TEXT UNDER STUDY:
The Fastest Route to a More Effective Practice

Target the Most Important Skillset in All of Mental Health
Steven C. Hayes, Ph.D.
July 31, 2025
– 1:45pm

The last half a century of research on mental and behavioral health has failed in simplifying our lives as practitioners or in making our work more effective. There are more than 10 million combinations of signs and symptoms that can lead to a DSM diagnosis, which is hardly simplifying. Our diagnostic system has not been shown to guide practitioners to effective intervention, and the impact of our intervention methods is not increasing over time. One bright spot may point to a way forward, however: personalizing interventions to the particular needs of the people we serve does in fact improve outcomes. This talk is about how we can best accomplish that task.

EXTRACTED INFORMATION:
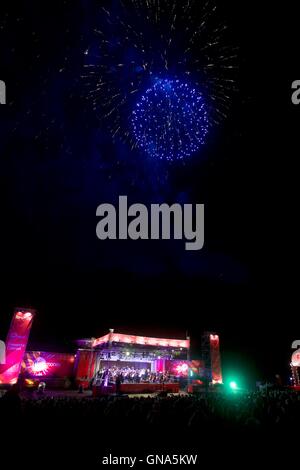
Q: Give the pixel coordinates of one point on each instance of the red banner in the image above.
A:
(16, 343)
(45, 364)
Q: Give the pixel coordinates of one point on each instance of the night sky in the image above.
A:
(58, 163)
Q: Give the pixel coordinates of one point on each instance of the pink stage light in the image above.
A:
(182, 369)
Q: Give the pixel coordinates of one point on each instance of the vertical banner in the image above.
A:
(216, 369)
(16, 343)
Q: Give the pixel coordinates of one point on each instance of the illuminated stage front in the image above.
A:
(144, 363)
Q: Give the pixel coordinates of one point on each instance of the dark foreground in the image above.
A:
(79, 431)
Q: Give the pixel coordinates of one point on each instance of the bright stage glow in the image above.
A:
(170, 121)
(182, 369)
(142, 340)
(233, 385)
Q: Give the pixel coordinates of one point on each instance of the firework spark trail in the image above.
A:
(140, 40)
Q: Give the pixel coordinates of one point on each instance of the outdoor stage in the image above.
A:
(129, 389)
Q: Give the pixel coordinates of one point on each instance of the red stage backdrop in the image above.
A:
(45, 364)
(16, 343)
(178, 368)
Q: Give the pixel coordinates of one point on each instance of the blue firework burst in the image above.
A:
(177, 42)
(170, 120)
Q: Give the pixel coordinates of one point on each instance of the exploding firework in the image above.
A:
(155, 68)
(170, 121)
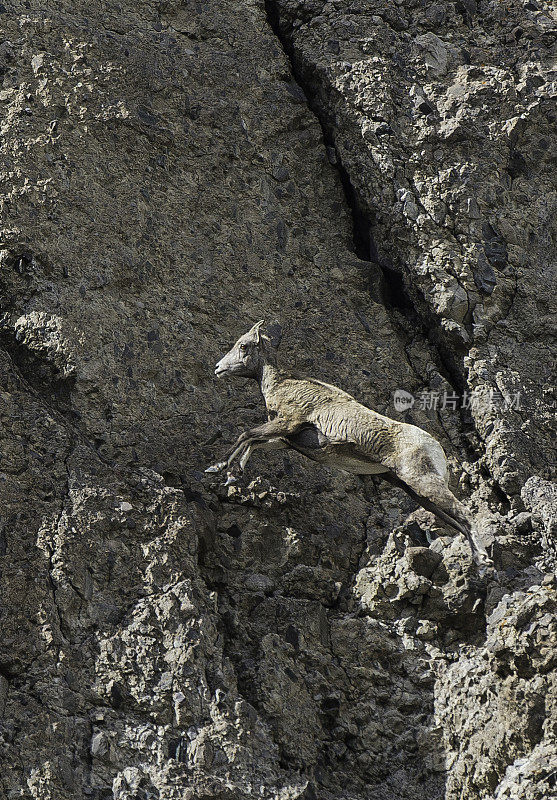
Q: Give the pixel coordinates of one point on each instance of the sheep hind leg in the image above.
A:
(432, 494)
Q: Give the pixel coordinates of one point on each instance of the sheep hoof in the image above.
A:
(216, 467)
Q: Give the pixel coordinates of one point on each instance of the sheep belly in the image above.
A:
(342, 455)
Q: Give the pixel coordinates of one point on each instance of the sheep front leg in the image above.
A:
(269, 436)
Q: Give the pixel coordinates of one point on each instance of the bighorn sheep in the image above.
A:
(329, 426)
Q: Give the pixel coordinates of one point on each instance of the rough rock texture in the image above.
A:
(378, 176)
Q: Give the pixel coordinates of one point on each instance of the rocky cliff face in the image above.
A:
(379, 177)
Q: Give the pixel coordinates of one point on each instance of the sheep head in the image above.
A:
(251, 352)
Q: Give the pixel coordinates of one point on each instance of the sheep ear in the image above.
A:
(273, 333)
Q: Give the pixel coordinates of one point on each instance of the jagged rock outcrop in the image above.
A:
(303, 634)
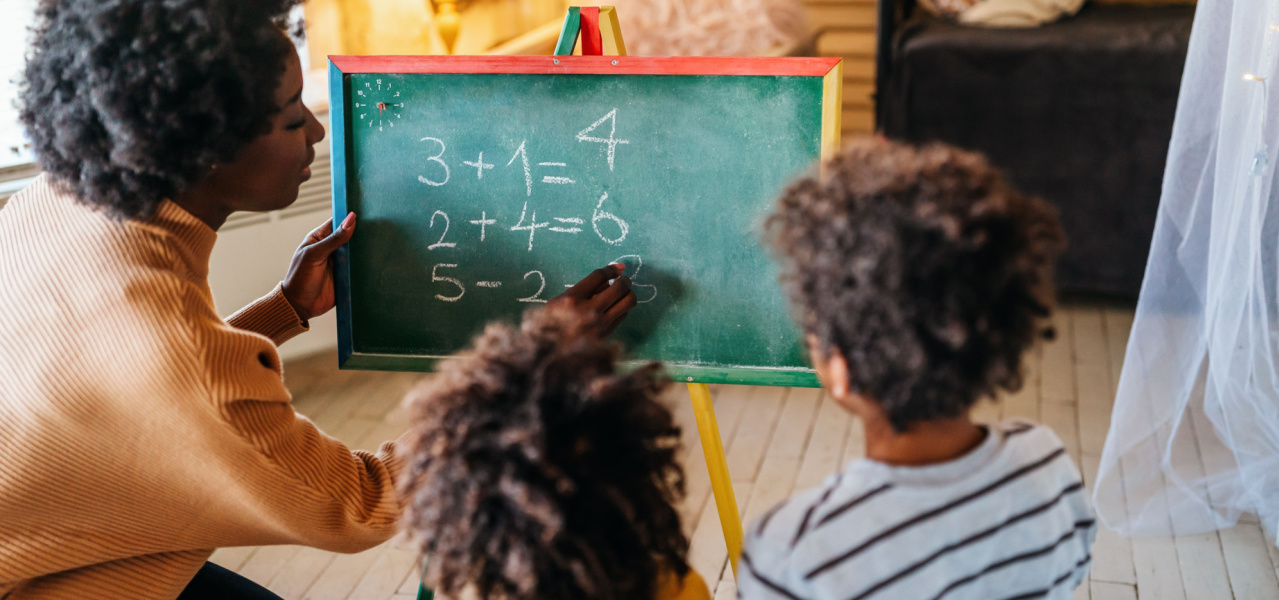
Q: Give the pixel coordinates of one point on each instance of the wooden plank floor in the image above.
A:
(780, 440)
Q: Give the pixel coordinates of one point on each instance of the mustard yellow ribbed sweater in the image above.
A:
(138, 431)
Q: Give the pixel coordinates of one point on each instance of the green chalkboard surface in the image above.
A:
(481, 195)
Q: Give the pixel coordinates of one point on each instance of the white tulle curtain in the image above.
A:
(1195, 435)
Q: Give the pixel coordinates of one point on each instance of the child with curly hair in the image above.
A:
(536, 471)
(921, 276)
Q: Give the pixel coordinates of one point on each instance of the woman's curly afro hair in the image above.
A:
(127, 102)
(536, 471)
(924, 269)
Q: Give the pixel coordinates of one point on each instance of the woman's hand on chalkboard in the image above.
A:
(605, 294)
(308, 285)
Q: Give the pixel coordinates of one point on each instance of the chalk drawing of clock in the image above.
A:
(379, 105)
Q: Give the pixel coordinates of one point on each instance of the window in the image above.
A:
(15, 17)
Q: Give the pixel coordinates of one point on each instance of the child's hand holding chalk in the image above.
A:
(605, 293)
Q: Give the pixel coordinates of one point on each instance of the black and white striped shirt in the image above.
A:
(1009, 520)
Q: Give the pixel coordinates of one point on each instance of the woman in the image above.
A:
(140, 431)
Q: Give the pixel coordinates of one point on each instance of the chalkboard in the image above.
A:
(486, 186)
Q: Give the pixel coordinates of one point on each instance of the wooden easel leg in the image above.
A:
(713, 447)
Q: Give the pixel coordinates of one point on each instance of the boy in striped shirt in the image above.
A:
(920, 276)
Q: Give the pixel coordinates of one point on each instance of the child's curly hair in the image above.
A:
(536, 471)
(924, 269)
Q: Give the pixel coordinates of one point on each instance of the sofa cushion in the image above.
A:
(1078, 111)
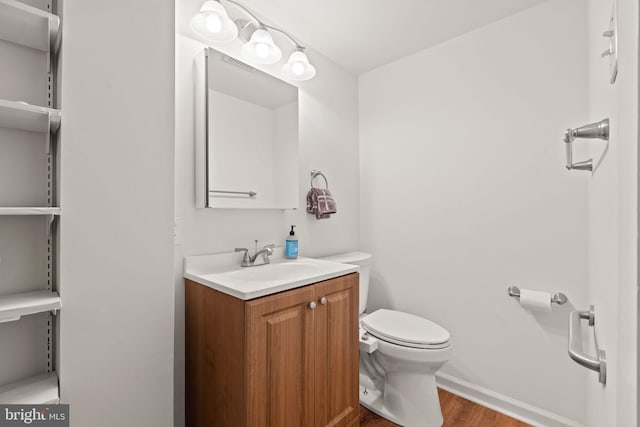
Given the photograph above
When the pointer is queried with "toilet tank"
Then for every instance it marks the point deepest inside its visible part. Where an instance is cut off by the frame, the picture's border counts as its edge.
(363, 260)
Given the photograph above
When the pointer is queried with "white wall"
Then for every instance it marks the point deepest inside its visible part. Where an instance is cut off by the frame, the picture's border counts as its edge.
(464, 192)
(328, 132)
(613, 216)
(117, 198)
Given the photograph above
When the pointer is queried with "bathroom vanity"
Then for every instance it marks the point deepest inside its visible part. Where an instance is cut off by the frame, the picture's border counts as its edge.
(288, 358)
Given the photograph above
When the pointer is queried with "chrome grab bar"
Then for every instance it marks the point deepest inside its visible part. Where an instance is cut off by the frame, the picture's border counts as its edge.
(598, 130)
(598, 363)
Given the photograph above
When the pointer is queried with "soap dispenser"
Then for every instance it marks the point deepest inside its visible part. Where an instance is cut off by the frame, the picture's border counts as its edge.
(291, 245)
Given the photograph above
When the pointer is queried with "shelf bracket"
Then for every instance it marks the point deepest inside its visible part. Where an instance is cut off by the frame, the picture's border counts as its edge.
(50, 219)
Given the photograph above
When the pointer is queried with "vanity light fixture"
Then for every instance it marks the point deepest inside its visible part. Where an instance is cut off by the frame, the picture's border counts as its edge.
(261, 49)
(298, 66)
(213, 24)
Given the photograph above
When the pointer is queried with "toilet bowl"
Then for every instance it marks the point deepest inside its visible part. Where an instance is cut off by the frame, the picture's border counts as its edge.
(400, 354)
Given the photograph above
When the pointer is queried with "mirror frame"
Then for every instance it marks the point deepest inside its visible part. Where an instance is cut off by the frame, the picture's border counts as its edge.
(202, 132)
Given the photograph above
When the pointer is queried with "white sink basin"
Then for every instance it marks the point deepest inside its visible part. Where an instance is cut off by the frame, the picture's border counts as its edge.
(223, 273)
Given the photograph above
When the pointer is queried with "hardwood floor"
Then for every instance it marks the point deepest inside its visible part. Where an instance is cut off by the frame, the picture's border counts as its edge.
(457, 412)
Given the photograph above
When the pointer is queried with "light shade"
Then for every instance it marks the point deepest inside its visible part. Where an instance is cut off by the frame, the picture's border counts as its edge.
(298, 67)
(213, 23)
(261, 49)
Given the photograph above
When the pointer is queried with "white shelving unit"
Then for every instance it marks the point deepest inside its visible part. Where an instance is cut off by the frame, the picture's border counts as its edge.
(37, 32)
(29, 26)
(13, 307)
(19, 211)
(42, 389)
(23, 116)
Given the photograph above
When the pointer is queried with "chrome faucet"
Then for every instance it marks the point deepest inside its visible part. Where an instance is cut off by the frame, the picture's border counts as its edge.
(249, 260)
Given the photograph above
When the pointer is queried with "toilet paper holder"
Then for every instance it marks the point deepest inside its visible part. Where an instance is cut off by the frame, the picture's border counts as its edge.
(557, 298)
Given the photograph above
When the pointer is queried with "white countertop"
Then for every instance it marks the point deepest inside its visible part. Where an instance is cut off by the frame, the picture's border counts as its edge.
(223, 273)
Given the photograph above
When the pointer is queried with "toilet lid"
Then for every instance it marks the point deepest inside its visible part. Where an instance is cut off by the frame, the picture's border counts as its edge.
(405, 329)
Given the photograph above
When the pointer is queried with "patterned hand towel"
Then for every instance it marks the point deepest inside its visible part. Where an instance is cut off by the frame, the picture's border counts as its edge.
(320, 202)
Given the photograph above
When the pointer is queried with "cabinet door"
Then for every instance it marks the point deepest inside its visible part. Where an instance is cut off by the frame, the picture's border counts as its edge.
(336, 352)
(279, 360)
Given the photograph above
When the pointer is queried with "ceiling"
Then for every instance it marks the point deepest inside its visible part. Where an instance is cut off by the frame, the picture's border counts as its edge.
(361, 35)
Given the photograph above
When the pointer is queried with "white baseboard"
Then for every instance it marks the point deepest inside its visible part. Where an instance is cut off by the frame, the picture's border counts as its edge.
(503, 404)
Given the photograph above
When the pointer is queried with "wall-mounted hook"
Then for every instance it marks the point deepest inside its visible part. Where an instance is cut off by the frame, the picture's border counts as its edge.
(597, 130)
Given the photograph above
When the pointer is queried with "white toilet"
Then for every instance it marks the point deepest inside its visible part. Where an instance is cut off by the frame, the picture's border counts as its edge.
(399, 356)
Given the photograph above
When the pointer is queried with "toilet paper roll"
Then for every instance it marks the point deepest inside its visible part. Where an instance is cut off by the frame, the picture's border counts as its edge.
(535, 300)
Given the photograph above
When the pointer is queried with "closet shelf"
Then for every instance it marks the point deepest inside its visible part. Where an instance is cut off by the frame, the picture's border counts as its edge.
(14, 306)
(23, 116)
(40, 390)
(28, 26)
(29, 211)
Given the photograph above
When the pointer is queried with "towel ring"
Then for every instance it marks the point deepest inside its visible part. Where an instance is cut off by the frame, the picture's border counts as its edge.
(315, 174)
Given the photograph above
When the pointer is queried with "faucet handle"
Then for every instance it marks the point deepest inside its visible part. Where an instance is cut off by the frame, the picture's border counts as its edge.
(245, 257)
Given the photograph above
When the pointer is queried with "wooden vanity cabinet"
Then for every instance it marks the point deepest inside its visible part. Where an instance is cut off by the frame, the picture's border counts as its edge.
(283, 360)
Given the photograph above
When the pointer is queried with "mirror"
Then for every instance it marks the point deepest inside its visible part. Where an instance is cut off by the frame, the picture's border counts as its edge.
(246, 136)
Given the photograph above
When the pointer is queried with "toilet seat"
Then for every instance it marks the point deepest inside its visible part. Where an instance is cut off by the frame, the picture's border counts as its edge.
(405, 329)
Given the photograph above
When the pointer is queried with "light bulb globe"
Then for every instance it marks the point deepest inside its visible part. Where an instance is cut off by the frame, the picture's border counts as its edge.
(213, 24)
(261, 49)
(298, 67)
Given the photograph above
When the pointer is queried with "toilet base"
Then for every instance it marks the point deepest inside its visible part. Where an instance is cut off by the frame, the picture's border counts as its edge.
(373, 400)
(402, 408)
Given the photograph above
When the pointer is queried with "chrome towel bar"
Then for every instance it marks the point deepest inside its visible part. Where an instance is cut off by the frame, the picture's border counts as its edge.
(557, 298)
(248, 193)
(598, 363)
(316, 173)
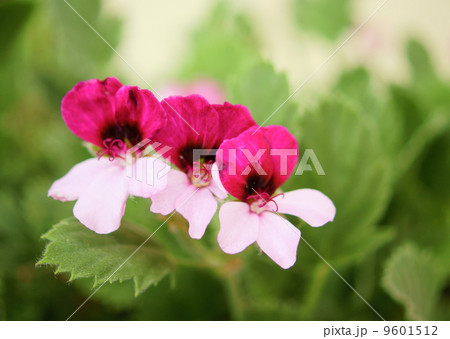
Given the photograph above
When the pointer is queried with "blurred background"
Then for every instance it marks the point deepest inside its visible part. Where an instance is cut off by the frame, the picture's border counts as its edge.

EXERCISE BRIEF:
Using the talk description, answer each question.
(a) What date is given for the talk?
(b) How many combinations of signs and symptoms can lead to a DSM diagnosis?
(c) What approach does the description say improves outcomes?

THE ANSWER:
(a) July 31, 2025.
(b) More than 10 million.
(c) Personalizing interventions to the particular needs of the people being served.